Arrange the records, from the line containing "shaped like (326,64)." through the end, as a Markdown table with the columns Row and Line. Number each row and leave out any blank lines.

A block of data
================

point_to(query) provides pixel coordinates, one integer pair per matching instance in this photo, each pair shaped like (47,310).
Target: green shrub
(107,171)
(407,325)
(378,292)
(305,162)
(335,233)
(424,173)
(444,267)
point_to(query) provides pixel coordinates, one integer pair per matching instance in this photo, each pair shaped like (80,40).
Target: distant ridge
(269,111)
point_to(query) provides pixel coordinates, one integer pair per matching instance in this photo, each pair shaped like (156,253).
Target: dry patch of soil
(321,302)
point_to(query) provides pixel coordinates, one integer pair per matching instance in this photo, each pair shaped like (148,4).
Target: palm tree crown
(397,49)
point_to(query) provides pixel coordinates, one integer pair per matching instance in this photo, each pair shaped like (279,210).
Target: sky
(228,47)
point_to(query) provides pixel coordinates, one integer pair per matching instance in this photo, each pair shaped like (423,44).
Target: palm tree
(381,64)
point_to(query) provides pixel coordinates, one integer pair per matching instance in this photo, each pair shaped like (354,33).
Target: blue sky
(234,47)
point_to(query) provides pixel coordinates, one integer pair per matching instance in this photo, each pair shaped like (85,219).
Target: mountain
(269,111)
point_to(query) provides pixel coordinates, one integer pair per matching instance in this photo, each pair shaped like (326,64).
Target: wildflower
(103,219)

================

◆ Answer for this exercise:
| Row | Line |
|---|---|
| 1 | point_to(query) provides pixel coordinates, one integer pair per matching instance in this photo, each pair shaped like (326,64). |
| 2 | Target: wildflower |
| 3 | (103,219) |